▸ The problem: Reproduce word for word the lines of the material below, starting at the line that contains "Place one point on every instance of the neck" and ending at the final line of the material, with both of those lines included.

[start Records for the exercise]

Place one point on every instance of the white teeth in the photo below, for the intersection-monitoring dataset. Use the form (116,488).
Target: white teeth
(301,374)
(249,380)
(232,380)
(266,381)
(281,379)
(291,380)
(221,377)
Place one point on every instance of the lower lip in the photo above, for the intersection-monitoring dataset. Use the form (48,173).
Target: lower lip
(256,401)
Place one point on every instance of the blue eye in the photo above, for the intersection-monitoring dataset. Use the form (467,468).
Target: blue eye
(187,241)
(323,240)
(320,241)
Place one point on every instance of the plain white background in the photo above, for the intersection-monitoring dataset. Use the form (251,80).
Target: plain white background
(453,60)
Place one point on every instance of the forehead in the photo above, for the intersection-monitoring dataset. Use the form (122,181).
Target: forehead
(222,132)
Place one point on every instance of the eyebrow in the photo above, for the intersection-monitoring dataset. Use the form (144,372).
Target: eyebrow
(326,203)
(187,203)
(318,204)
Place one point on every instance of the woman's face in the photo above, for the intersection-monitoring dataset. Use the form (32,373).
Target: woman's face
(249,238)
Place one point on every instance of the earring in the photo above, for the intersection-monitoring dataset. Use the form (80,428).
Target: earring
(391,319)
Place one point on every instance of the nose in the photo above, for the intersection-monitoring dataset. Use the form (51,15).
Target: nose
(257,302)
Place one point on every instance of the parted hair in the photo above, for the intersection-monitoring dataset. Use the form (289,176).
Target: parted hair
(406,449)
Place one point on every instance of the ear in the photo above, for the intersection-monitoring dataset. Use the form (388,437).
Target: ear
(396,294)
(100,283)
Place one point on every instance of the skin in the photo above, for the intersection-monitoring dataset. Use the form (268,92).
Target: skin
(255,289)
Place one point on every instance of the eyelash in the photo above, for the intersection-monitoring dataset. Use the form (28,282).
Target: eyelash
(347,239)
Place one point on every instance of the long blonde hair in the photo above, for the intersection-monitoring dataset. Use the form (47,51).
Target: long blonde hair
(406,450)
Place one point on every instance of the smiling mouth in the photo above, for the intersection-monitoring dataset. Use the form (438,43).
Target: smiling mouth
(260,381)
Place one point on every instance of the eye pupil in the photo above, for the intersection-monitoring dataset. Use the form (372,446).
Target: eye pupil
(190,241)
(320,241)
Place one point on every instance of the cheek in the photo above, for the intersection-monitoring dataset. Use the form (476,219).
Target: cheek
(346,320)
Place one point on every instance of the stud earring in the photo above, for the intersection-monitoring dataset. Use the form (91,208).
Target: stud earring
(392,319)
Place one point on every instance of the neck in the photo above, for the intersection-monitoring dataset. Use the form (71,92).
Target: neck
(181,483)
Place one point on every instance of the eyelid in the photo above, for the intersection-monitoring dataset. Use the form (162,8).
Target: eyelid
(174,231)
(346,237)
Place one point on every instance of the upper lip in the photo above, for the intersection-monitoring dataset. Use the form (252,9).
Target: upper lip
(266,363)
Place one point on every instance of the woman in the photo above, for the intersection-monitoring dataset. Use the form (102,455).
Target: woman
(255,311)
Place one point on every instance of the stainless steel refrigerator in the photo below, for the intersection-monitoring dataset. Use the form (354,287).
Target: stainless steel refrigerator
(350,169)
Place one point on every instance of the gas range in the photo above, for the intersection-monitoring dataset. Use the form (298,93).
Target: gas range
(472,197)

[end Records for the exercise]

▸ Full output:
Place one point on every instance of the neck in the photo above, for the intersection-monitoring dataset. Use the form (71,92).
Target: neck
(181,483)
Place one point on every instance of the eyelid in the photo above, for the intersection-monitoring dataset. Use the form (162,8).
Target: eyelid
(174,231)
(346,237)
Place one point on every instance of the upper lip in the photo above, for the intersection-monitoring dataset. Use the form (252,9).
Target: upper lip
(266,363)
Place one point on every instance of the woman in the photo above, for the intersection-monitoring dataset. Use the form (102,455).
Target: woman
(255,311)
Place one point on every instance of the stainless steel refrigerator in the photo below, for the intersection-monitoring dataset. Use the form (354,287).
Target: stainless steel refrigerator
(350,169)
Place one point on every instance of the gas range in the photo above, for the intersection-monitoring dataset. Use the form (298,93).
Target: gas range
(472,197)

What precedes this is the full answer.